Arrange the entries below, from the start through the line containing "pixel 192 165", as a two-column CSV with the columns instruction and response. Give one row per entry, put each field in quotation marks, and replace any line breaks inside a field with spaces.

---

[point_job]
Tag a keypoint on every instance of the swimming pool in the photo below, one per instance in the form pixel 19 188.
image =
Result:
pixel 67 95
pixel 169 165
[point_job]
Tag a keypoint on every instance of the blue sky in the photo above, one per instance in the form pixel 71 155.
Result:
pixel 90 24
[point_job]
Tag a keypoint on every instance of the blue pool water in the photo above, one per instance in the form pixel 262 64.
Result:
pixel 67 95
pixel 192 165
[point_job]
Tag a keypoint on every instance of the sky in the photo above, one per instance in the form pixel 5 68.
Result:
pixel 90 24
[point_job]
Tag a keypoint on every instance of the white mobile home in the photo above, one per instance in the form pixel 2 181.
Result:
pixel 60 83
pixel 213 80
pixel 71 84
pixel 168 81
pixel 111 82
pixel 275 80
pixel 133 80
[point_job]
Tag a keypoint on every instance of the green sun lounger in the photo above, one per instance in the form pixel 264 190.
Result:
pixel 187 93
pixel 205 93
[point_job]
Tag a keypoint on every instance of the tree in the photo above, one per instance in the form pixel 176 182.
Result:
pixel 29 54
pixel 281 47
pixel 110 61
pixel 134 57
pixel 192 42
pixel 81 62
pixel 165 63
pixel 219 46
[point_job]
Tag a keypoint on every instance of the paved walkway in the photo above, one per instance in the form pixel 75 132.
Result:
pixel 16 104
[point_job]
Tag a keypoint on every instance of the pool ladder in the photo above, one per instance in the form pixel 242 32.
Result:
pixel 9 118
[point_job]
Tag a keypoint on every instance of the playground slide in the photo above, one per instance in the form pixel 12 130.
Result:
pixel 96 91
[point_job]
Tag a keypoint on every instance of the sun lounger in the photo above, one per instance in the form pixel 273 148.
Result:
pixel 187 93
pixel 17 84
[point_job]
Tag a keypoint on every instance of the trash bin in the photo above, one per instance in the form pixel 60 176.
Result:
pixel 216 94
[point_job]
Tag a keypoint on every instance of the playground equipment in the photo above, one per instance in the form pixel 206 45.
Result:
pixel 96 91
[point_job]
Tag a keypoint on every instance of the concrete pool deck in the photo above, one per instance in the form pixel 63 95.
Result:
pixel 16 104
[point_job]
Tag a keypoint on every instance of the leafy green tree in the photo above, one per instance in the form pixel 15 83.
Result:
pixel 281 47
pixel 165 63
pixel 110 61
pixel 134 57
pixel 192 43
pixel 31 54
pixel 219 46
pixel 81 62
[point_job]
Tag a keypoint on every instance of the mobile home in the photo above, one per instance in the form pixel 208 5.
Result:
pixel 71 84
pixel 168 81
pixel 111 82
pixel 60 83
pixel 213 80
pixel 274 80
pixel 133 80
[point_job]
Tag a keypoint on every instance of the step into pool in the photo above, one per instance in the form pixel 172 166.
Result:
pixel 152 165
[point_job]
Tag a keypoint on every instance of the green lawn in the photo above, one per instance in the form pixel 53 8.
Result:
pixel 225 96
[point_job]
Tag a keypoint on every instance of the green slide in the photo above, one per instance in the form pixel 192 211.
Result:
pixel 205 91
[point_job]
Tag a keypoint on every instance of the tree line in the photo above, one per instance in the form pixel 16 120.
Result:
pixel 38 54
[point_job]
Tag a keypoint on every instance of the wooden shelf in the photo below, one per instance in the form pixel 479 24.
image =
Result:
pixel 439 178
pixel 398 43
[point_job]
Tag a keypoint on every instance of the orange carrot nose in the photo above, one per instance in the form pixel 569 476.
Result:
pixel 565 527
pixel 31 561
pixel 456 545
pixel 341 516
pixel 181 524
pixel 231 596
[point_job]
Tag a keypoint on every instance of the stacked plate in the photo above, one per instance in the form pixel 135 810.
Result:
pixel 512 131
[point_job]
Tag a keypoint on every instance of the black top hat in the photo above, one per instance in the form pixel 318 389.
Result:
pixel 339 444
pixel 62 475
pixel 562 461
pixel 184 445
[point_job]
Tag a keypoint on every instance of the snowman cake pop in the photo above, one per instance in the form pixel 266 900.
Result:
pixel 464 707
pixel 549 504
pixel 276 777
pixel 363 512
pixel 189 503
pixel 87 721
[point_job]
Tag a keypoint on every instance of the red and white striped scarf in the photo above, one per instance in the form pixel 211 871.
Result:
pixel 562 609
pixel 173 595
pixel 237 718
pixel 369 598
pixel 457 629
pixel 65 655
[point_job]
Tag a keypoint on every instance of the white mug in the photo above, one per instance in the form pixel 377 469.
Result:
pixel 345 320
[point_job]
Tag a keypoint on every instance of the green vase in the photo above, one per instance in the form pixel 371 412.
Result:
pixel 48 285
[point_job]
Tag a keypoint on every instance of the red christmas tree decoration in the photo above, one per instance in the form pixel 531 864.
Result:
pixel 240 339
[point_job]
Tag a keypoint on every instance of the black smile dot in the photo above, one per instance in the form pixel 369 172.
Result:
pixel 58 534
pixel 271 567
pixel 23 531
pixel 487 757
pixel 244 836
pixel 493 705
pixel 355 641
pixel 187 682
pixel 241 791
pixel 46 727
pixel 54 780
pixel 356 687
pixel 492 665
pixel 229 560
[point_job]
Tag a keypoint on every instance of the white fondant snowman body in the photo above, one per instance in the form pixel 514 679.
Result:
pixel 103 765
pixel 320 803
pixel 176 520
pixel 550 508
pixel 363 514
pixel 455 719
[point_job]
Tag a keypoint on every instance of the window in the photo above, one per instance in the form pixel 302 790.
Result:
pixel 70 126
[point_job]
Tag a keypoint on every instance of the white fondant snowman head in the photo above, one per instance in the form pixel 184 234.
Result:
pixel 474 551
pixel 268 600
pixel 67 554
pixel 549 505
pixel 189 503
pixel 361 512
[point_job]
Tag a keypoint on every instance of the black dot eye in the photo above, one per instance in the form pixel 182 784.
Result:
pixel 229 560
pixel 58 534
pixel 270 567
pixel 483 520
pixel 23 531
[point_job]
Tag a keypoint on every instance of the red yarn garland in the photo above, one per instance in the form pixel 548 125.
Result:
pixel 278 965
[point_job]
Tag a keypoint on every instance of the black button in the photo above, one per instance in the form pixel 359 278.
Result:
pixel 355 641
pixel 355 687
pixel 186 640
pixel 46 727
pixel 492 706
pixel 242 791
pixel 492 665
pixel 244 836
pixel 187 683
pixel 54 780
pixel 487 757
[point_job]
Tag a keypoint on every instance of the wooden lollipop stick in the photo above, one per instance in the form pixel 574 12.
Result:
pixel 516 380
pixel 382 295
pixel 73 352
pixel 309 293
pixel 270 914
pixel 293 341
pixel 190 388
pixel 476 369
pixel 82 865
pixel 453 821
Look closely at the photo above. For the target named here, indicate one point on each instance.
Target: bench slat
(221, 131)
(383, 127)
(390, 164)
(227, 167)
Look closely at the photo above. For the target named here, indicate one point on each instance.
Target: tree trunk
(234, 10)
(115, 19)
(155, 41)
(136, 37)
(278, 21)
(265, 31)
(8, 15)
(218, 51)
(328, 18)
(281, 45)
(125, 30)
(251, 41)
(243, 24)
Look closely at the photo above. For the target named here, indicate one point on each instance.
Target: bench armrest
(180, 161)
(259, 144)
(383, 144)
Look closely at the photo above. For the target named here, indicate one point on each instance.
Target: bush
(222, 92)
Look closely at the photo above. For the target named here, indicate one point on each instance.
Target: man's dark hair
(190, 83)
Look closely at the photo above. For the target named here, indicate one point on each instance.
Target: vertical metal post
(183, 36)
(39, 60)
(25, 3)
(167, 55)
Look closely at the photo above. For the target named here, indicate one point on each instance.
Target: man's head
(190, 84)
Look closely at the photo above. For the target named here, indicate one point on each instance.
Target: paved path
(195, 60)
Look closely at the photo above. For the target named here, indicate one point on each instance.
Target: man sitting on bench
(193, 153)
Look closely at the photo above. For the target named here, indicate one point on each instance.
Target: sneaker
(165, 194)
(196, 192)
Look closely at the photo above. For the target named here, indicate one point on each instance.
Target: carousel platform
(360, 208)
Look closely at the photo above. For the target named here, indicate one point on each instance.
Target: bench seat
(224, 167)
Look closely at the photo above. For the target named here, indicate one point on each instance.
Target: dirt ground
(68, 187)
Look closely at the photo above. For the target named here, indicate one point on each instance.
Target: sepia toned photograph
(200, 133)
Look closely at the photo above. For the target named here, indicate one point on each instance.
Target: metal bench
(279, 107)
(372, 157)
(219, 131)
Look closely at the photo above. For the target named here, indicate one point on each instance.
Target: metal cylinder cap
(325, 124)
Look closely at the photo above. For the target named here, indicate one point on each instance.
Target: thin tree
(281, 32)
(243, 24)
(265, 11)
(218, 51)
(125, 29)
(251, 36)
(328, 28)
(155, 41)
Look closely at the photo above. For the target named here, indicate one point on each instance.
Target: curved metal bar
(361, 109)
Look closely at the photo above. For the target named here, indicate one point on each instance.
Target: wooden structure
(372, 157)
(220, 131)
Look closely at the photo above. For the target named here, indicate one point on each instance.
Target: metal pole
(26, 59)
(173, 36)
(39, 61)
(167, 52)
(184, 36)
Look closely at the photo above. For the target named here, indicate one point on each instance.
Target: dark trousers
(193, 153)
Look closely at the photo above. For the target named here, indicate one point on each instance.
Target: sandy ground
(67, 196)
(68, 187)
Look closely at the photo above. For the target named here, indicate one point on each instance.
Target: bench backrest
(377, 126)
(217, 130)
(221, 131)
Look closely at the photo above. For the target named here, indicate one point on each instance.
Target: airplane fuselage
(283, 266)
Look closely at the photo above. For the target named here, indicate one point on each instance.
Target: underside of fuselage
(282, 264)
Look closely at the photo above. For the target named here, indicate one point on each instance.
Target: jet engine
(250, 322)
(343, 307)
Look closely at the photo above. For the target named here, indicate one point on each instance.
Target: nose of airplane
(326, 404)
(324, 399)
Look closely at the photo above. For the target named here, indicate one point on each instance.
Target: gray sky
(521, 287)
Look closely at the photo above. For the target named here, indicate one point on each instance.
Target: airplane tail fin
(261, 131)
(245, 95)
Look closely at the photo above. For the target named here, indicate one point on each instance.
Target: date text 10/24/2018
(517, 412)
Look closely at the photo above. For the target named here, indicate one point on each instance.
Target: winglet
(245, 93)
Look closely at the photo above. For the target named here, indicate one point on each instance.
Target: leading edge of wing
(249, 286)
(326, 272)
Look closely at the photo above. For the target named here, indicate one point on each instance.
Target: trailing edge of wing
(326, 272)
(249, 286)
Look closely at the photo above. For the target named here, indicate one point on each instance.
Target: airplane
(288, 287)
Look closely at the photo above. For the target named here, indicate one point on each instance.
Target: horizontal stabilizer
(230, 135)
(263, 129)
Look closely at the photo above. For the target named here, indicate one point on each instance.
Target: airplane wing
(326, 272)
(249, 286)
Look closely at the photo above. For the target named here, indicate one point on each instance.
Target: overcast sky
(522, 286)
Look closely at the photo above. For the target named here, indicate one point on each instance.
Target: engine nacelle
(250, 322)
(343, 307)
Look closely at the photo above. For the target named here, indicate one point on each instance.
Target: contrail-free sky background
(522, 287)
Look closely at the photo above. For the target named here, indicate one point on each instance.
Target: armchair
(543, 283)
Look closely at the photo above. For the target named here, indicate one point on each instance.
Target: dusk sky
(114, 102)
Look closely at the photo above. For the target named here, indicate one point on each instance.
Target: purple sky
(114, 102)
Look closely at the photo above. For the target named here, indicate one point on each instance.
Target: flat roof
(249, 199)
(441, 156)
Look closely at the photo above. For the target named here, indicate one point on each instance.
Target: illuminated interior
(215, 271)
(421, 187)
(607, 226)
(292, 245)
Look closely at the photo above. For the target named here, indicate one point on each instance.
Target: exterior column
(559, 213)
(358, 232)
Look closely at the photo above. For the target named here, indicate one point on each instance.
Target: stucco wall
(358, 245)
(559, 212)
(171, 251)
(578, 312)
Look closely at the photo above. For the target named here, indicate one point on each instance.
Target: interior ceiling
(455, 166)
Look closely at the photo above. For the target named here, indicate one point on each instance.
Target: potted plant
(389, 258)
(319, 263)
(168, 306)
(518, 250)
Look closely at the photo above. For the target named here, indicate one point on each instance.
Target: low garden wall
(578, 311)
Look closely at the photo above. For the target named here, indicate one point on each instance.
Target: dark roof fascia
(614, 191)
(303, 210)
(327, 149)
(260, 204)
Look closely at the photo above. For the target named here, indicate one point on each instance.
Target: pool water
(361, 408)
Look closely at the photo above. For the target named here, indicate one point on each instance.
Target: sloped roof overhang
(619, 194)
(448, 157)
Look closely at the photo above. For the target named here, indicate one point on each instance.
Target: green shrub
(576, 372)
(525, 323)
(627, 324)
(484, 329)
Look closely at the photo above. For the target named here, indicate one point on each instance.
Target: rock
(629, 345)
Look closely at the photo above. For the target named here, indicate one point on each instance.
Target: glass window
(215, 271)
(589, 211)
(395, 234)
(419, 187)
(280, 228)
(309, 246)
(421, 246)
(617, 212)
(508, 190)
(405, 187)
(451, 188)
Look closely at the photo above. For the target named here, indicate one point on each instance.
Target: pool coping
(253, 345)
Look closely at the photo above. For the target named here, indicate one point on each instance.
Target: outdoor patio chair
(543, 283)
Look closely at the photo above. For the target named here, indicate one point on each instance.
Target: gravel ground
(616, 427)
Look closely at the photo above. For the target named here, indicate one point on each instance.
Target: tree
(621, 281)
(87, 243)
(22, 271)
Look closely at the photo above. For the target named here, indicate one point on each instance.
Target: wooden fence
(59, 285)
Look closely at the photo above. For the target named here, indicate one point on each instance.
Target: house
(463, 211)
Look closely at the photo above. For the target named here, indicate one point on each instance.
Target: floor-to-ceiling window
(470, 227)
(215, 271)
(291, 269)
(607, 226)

---

**Output**
instruction,response
"[point_job] Tag a keypoint on every instance of the swimming pool in the photo below, one per instance in the form pixel 19 188. image = Result:","pixel 67 95 pixel 169 165"
"[point_job] Tag a keypoint on every instance of the blue sky in the photo above, one per instance in the form pixel 71 155. Result:","pixel 90 24"
"[point_job] Tag a keypoint on every instance of the blue pool water in the photo above, one per instance in the form pixel 262 64. Result:","pixel 67 95 pixel 192 165"